> Provided text
Longitudinal data

Dear Julien,
I wonder how to deal with longitudinal data in segmentation?Same code to the cross-sectional data?

Thanks

Hi,
Yes, it would essentially be the same code that you would apply to each time point.
Best,
Julien

Dear Julien,
I have finished my longitudinal data in segmentation by using the same code to each time point,I found something wrong about my results.There are differernce in slices(z),and some CSAs are very different between two time points.In my opinion,the slices(Z) shold in the same level,so I can confer that the CSA in two time point are the same position.I calculated the CSA of the upper part of the spinal cord using the head 3D-T1,the image usually to the C3 level,so I calculated the CSA of C2-3 level. What should I do to ensure that the CSA at the two time points is the same place?
Thanks a lot!

Hi,
To ensure that CSA is calculated at the same level everytime, you have two options:

  1. You check what z value corresponds to C2-C3 for each time point (e.g. t0: z=15, t1: z=13, etc.)
  2. You use sct_label_vertebrae to label your vertebrae and compute CSA based on vertebral labeling (instead of from manually checking z value at each time point)

You can find more information in the latest SCT course.

> Task 1
Write out the part of the longitudinal data thread from "Thanks a lot!" up to and including "each time point)".
> Task 2
Continue the longitudinal data thread from where it stops.

> Data below
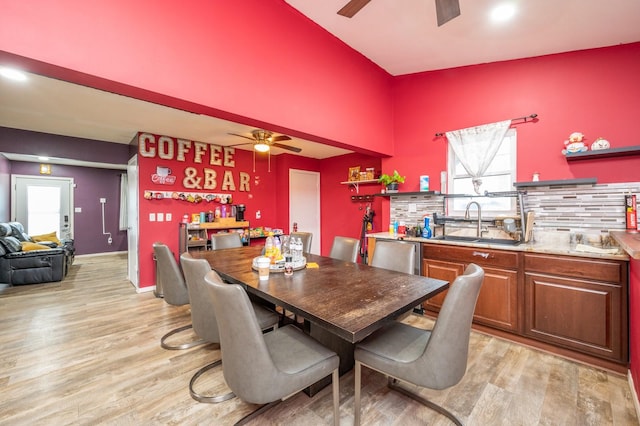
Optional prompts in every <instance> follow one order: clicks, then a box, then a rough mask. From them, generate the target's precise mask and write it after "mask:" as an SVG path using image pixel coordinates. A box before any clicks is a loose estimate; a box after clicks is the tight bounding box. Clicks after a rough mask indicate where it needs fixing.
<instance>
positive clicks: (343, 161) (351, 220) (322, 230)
mask: <svg viewBox="0 0 640 426" xmlns="http://www.w3.org/2000/svg"><path fill="white" fill-rule="evenodd" d="M356 166H360V169H361V170H364V169H366V168H367V167H373V168H374V169H375V170H377V171H378V170H380V159H379V158H374V157H370V156H367V155H362V154H348V155H343V156H340V157H335V158H330V159H326V160H323V161H322V174H321V176H320V188H321V193H322V205H321V210H322V248H321V253H322V254H323V255H325V256H327V255H329V251H330V250H331V244H332V243H333V237H335V236H336V235H340V236H343V237H351V238H360V232H361V230H362V222H363V218H364V215H365V213H366V207H367V205H371V208H372V209H373V211H374V212H375V215H374V229H373V231H374V232H379V231H380V230H381V226H380V223H381V222H380V211H381V206H382V202H381V200H382V198H381V197H374V198H373V201H372V202H371V203H368V202H364V201H351V196H352V195H365V194H376V193H380V189H381V188H382V187H381V186H380V185H379V184H365V185H359V193H356V190H355V188H354V187H353V186H351V185H340V184H339V182H344V181H346V180H347V178H348V170H349V167H356Z"/></svg>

> Expected answer 1
Thanks a lot!

Hi,
To ensure that CSA is calculated at the same level everytime, you have two options:

  1. You check what z value corresponds to C2-C3 for each time point (e.g. t0: z=15, t1: z=13, etc.)
  2. You use sct_label_vertebrae to label your vertebrae and compute CSA based on vertebral labeling (instead of from manually checking z value at each time point)

> Expected answer 2
Best,
Julien

Dear Julien,
This code is what I used
sct_deepseg_sc -i T1.nii.gz -c t1 -centerline svm
sct_label_vertebrae -i T1.nii.gz -s T1_seg.nii.gz -c t1
sct_process_segmentation -i T1_seg.nii.gz -p csa -vert 2:3 -vertfile T1_seg_labeled.nii.gz

I have used sct_label_vertebrae.

OK, now i understand better your original message. So, yes: it is expected that the z associated with the same vertebral level would change across time, if the slice positioning is not exactly the same.

Then, to explain CSA differences across time, there are two things you could check: the quality of the segmentation and the quality of the vertebral labeling. Use the flag -qc at the end of your command (e.g. sct_deepseg_sc -i T1.nii.gz -c t1 -centerline svm -qc ~/qc_report), then zip the qc_report folder and upload it here so we can give you constructive feedback.

Cheers,
Julien

1 Like

qc_report.zip (3.2 MB)

Hi,
OK, there is definitely a problem with vertebral labeling, as I’m sure you also saw on the QC. Could you please let us know what version of SCT you used?
Cheers,
Julien

Hi Julien
I used spinal cord toolbox-3.2.7. I think maybe I should performe image registration to each time point and then do the analysis.
Thanks!

Hi,
i recommend you use manual initialization for the labeling, as explained here.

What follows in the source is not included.